__AIM__.
In the listing below, render the lines starting at the one containing "ear in the photo above." and ending at the one containing "cup in the photo above." as a numbered list, leaving out any blank lines.

__DATA PROVIDED__.

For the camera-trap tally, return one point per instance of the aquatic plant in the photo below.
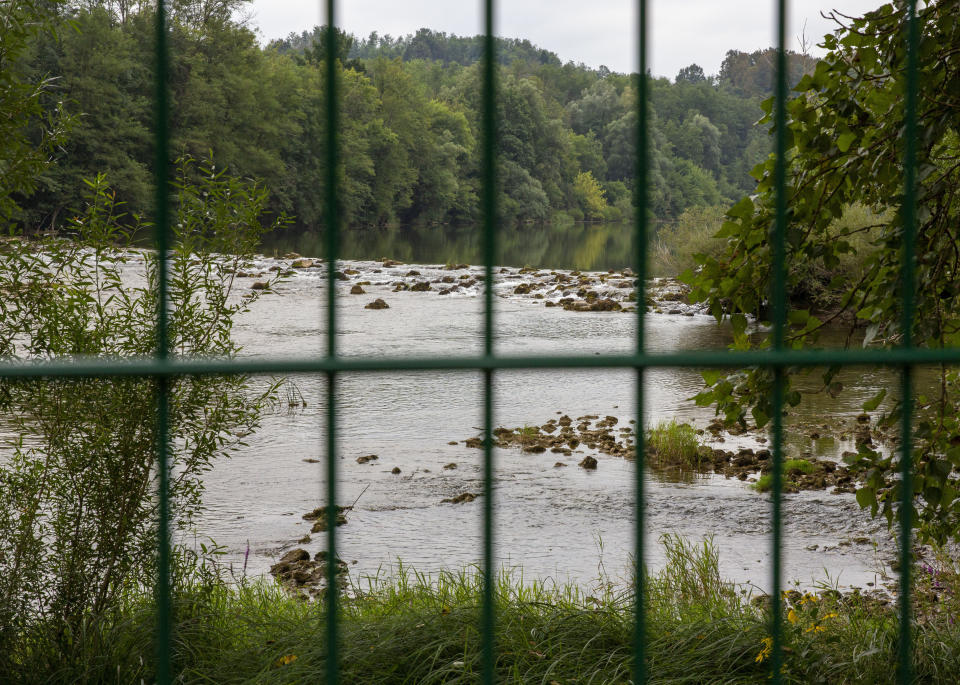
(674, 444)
* * *
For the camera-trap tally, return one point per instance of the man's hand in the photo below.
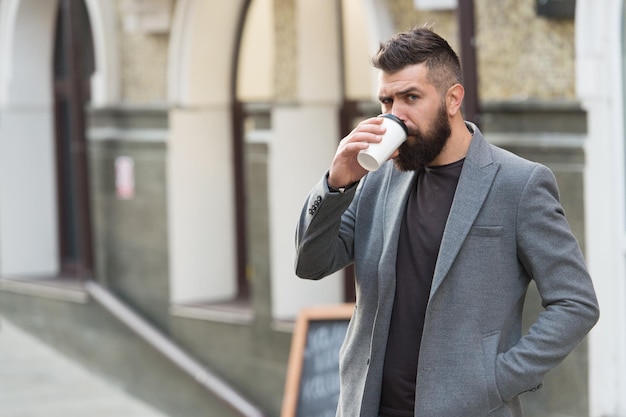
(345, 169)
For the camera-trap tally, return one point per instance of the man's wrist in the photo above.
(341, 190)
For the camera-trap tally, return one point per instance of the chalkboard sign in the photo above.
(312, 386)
---
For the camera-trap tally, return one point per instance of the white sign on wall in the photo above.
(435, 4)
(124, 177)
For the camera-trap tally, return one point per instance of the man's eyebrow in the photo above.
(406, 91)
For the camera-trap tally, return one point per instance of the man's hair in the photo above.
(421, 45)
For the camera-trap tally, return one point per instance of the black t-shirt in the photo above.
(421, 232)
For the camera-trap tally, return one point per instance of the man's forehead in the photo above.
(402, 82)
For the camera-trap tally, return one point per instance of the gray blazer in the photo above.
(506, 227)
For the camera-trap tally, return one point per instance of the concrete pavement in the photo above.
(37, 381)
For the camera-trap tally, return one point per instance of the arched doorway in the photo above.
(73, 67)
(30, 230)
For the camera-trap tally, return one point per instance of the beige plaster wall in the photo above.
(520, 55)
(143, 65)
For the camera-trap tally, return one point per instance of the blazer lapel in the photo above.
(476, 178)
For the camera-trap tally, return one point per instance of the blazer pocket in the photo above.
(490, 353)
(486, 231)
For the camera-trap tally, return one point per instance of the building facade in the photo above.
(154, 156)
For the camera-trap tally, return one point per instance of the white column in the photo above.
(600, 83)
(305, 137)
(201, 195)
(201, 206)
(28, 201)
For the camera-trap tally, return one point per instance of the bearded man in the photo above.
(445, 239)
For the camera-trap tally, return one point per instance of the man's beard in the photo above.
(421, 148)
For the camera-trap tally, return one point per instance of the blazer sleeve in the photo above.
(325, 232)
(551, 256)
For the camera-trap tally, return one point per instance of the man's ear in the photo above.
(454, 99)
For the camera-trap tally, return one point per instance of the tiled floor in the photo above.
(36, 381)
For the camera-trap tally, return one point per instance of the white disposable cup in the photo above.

__THE ANSWER__.
1. For the camera-trap tally, return one point per instance of the man's ear in the photo above.
2. (454, 99)
3. For the camera-trap tally, return one point per instance of the tiled floor in the photo above.
4. (36, 381)
5. For the camera-trap tally, return one point per instance of the white disposable cup in the photo above.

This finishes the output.